§ Exercise directions: Transcribe the records exactly from the line with "Wildlife-tally request: put a marker on the white boat hull" to the end, both included.

(Records excerpted from a collection)
*** Block opens ***

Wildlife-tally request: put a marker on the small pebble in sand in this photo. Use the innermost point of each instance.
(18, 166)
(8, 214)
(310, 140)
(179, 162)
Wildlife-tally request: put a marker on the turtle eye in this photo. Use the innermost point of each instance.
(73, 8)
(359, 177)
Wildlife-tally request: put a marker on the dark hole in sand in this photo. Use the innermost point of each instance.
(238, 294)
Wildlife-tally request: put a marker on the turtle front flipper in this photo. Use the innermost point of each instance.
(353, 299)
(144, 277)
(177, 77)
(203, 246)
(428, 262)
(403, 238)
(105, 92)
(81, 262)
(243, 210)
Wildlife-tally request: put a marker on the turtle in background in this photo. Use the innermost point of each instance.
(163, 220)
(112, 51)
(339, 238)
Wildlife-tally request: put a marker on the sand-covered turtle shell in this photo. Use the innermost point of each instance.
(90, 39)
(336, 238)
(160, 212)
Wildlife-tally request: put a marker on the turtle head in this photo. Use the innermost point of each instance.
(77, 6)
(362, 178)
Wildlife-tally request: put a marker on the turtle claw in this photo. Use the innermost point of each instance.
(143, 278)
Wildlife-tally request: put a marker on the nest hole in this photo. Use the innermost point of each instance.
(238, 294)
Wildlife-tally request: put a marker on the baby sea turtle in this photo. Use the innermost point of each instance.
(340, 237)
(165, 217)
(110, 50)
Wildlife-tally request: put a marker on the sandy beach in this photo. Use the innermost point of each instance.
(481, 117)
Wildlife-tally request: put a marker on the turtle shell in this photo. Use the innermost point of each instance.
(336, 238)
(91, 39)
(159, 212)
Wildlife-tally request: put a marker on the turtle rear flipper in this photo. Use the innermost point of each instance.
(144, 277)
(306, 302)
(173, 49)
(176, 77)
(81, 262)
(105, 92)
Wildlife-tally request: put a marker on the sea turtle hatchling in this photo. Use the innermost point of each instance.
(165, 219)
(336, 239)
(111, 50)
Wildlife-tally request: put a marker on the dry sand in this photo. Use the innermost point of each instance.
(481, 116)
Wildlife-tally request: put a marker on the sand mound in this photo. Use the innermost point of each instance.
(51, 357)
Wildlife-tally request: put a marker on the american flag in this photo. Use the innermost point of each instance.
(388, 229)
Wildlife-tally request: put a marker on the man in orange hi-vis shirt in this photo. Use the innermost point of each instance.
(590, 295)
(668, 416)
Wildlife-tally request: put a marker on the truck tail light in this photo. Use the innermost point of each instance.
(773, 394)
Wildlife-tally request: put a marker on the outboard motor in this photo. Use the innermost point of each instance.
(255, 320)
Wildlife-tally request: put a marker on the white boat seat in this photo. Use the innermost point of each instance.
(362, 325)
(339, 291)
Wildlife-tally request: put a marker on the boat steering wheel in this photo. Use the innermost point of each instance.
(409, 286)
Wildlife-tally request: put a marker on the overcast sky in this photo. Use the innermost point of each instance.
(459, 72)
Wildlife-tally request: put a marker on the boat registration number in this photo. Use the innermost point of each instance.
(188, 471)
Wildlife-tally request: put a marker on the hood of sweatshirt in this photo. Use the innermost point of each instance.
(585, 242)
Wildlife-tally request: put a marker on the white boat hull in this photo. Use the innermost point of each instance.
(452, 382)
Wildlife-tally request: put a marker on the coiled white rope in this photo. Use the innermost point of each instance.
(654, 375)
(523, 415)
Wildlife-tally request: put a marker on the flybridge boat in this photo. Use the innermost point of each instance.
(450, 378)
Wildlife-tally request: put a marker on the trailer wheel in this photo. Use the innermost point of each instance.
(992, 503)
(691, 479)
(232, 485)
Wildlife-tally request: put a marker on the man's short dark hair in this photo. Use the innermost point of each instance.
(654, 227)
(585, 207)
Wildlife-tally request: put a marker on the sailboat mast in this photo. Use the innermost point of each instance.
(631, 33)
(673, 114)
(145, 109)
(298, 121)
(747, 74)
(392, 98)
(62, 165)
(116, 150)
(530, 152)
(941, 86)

*** Block closes ***

§ Finished task:
Wildlife-tally request: put a marker on the white boat hull in this photo. Use the innermost point of each instance.
(452, 382)
Wildlife-tally request: put a marker on the coiled white rope in this photo. Use the innermost point of each instance.
(654, 375)
(523, 415)
Wildlife-tally request: put a marker on the flybridge boat in this photo. Use the innermost point of each instance.
(450, 378)
Wildlife-tally request: put a marker on the trailer wheel in this photo. Use the innermost point of each instance.
(992, 503)
(691, 479)
(232, 485)
Wildlife-tally request: put a marker on the man's short dark hair in this photo. Use the innermost point of each instance.
(654, 227)
(585, 207)
Wildlife-tally request: put a marker on the sailboat mast in this photo. Use the innermost point of each instance.
(631, 33)
(673, 114)
(145, 109)
(298, 121)
(747, 74)
(392, 98)
(62, 165)
(116, 150)
(530, 152)
(941, 86)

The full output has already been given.